__SET TASK__
Take the line containing "Phrase: tree line" and every line after it to the end of the material below; reproduce them exactly, without pictures.

__INPUT__
((

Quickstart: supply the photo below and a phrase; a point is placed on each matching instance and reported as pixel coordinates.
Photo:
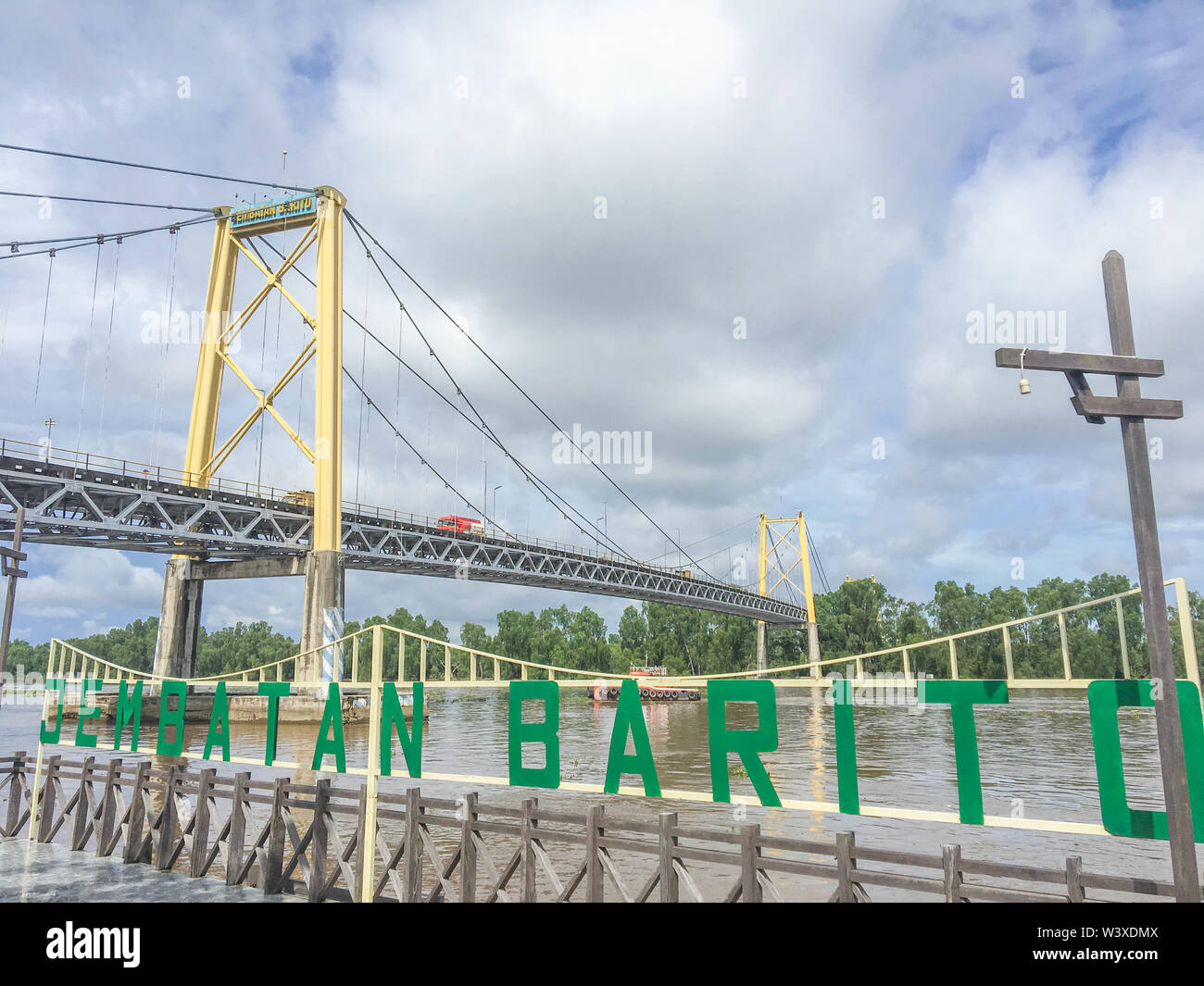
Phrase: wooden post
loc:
(1154, 593)
(670, 880)
(750, 890)
(1074, 879)
(951, 861)
(1120, 630)
(83, 805)
(237, 829)
(167, 821)
(318, 838)
(1066, 649)
(15, 789)
(526, 830)
(595, 890)
(137, 814)
(469, 852)
(276, 836)
(412, 885)
(361, 849)
(107, 812)
(46, 820)
(201, 822)
(846, 866)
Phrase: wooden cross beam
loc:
(1092, 407)
(1132, 408)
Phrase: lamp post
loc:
(1132, 408)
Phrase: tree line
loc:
(858, 617)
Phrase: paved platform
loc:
(37, 873)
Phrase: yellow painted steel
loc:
(368, 886)
(72, 664)
(207, 393)
(328, 474)
(770, 564)
(204, 457)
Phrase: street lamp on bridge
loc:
(1132, 408)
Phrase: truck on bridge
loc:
(655, 693)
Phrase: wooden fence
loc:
(306, 840)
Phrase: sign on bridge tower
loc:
(318, 217)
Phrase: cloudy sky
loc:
(757, 231)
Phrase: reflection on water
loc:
(1036, 758)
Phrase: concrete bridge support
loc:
(321, 617)
(180, 620)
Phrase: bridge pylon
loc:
(783, 557)
(318, 217)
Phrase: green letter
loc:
(219, 717)
(846, 748)
(129, 712)
(176, 718)
(1104, 698)
(332, 718)
(87, 712)
(275, 693)
(410, 741)
(545, 732)
(747, 743)
(630, 718)
(962, 696)
(52, 736)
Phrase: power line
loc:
(103, 201)
(151, 168)
(73, 243)
(357, 225)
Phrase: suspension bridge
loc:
(212, 526)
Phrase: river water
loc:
(1035, 757)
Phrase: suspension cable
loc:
(422, 459)
(73, 243)
(87, 349)
(41, 343)
(103, 201)
(165, 336)
(151, 168)
(597, 535)
(540, 484)
(108, 344)
(357, 225)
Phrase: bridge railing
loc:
(1023, 633)
(404, 656)
(317, 841)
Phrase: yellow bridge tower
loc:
(318, 217)
(783, 560)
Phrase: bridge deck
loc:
(119, 508)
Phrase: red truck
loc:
(460, 525)
(646, 689)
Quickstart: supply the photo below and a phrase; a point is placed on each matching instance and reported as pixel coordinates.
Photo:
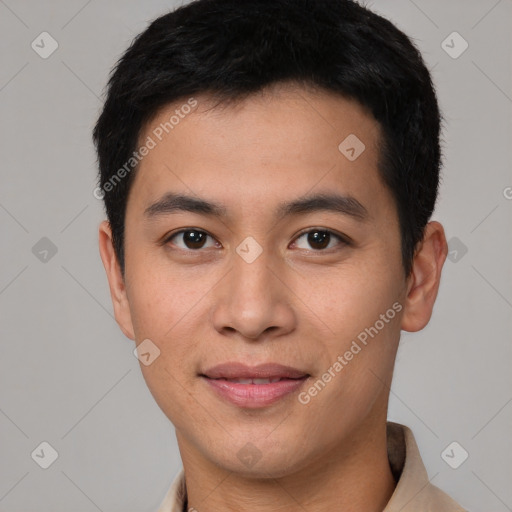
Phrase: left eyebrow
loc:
(346, 205)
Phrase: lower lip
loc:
(255, 395)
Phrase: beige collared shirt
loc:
(413, 492)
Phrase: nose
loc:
(253, 302)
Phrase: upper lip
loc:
(236, 370)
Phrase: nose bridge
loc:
(252, 299)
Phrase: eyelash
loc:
(345, 241)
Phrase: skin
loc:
(296, 304)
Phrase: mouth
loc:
(256, 386)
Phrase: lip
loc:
(253, 395)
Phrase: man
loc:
(269, 171)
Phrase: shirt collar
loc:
(413, 492)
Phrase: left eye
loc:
(319, 239)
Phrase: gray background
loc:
(67, 373)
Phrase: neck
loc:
(354, 476)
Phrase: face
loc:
(282, 260)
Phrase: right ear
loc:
(115, 280)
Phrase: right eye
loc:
(191, 239)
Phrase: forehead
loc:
(284, 141)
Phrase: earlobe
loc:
(423, 282)
(115, 280)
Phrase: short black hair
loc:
(231, 49)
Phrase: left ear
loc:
(423, 282)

))

__EXERCISE RESPONSE__
Phrase: tree line
loc:
(858, 617)
Phrase: paved platform
loc:
(37, 873)
Phrase: yellow painted steel
loc:
(368, 886)
(72, 664)
(207, 393)
(328, 474)
(770, 564)
(204, 457)
Phrase: street lamp on bridge
loc:
(1132, 408)
Phrase: truck on bridge
loc:
(655, 693)
Phrase: wooden fence
loc:
(306, 840)
Phrase: sign on bridge tower
loc:
(318, 217)
Phrase: cloudy sky
loc:
(757, 231)
Phrase: reflection on water
loc:
(1036, 758)
Phrase: concrete bridge support
loc:
(321, 617)
(180, 620)
Phrase: bridge pylon
loc:
(783, 557)
(318, 217)
Phrase: green letter
loc:
(219, 717)
(846, 748)
(129, 712)
(176, 718)
(1104, 698)
(332, 718)
(87, 712)
(275, 693)
(410, 741)
(545, 732)
(747, 743)
(630, 718)
(962, 696)
(52, 736)
Phrase: power line
loc:
(103, 201)
(151, 168)
(73, 243)
(357, 225)
Phrase: suspension bridge
loc:
(212, 526)
Phrase: river water
loc:
(1035, 757)
Phrase: suspension cable
loc:
(422, 459)
(73, 243)
(87, 349)
(41, 343)
(103, 201)
(165, 336)
(151, 168)
(597, 535)
(540, 484)
(108, 344)
(357, 225)
Phrase: bridge railing
loc:
(1023, 633)
(404, 656)
(317, 841)
Phrase: yellow bridge tower
loc:
(318, 217)
(783, 560)
Phrase: bridge deck
loc:
(119, 508)
Phrase: red truck
loc:
(460, 525)
(646, 689)
Quickstart: supply the photo below and a phrase; a point is placed on each matching instance and reported as pixel coordinates.
Photo:
Phrase: left eyebrow
loc:
(346, 205)
Phrase: lower lip
loc:
(255, 395)
Phrase: beige collared shirt
loc:
(413, 492)
Phrase: nose
loc:
(253, 302)
Phrase: upper lip
loc:
(236, 370)
Phrase: nose bridge
loc:
(252, 299)
Phrase: eyelash
loc:
(345, 241)
Phrase: skin
loc:
(296, 304)
Phrase: mouth
loc:
(256, 386)
Phrase: lip
loc:
(253, 395)
Phrase: man
loc:
(269, 171)
Phrase: shirt collar
loc:
(413, 492)
Phrase: left eye
loc:
(319, 239)
Phrase: gray background
loc:
(67, 373)
Phrase: neck
loc:
(354, 476)
Phrase: face
loc:
(282, 260)
Phrase: right ear
loc:
(115, 280)
Phrase: right eye
loc:
(191, 239)
Phrase: forehead
loc:
(284, 141)
Phrase: earlobe
loc:
(423, 282)
(115, 280)
Phrase: short black hair
loc:
(231, 49)
Phrase: left ear
loc:
(423, 282)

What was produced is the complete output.